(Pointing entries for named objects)
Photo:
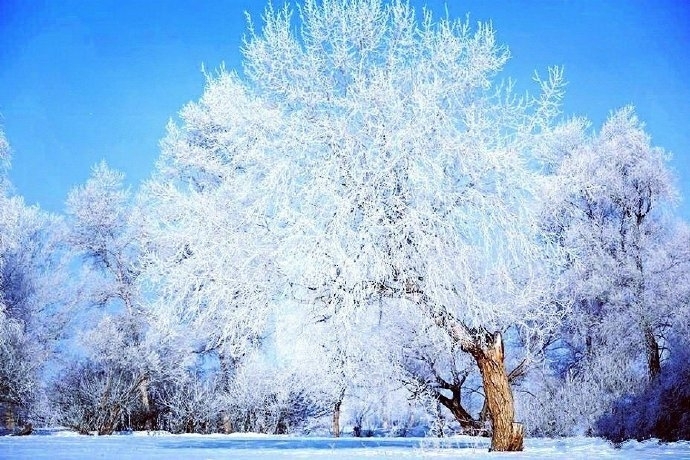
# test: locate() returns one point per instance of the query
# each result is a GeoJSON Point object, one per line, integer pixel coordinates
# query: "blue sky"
{"type": "Point", "coordinates": [82, 81]}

Exercise:
Express the lines above as a JSON array of strings with one string per line. Skip blank lines and omit the pictures.

Written response:
[
  "Photo:",
  "# test: locate() returns one point per instance of the query",
  "# each result is a GeoJSON Point object, one per line, integer pixel coordinates",
  "# query: \"blue sky\"",
  "{\"type\": \"Point\", \"coordinates\": [82, 81]}"
]